**Exercise**
Copy every one of the records below word for word, keeping each line in its original order.
-=-=-
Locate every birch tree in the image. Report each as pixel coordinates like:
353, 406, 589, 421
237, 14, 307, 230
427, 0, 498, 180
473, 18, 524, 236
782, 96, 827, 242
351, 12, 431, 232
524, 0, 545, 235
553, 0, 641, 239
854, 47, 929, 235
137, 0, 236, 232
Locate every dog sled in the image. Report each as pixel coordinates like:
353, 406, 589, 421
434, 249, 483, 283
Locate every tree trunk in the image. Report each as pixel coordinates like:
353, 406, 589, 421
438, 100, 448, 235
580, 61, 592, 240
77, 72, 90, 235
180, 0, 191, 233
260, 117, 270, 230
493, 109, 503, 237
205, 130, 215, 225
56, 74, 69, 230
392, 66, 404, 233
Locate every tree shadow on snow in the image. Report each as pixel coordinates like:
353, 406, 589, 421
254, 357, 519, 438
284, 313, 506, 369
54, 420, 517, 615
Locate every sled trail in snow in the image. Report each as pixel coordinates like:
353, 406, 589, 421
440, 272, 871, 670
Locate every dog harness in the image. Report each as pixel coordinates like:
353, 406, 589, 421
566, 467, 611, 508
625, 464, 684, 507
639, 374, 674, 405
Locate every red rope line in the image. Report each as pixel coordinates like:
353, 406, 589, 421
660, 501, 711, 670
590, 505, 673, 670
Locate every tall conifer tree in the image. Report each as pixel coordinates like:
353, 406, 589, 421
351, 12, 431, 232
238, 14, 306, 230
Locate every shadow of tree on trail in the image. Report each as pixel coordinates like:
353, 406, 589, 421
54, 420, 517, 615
-=-=-
**Written reply**
Locate every birch tree in the image. Report each as pixel coordinates like:
353, 406, 589, 421
237, 14, 307, 230
427, 0, 498, 180
473, 18, 524, 236
782, 96, 827, 242
351, 12, 431, 232
524, 0, 545, 235
553, 0, 641, 239
854, 47, 929, 235
137, 0, 236, 232
Locate every dog sled in the image. Report each as pixel coordinates like:
353, 406, 589, 421
434, 249, 483, 283
Locate every tree trunk in the image. Report each as pixel coordinates like:
353, 406, 589, 421
438, 100, 448, 235
580, 61, 592, 240
77, 72, 90, 235
180, 0, 191, 233
260, 117, 270, 230
493, 109, 503, 237
205, 130, 215, 225
56, 74, 69, 230
392, 66, 404, 233
Locate every tree shadow on snow in the image. Report each as pixel coordinates like:
353, 406, 589, 421
254, 357, 519, 438
284, 313, 506, 369
54, 420, 517, 615
Locate every sled trail in snow in the image. Report each as pixel coordinates like:
353, 406, 589, 421
440, 272, 871, 670
Locate every dog harness in the image. Report each as pixel coordinates like:
353, 406, 589, 421
566, 467, 611, 508
625, 464, 684, 507
639, 374, 674, 405
Locate every red rope line in the image. Report each as pixel coordinates like:
353, 406, 589, 421
660, 501, 711, 670
590, 505, 673, 670
Locate every tall conifer tree in the image. Report each as pixel coordinates like:
353, 406, 589, 421
351, 12, 431, 232
238, 14, 306, 230
Locate every shadow of tree on trail in the image. Report each as pixel coordinates like:
353, 406, 589, 421
54, 420, 517, 615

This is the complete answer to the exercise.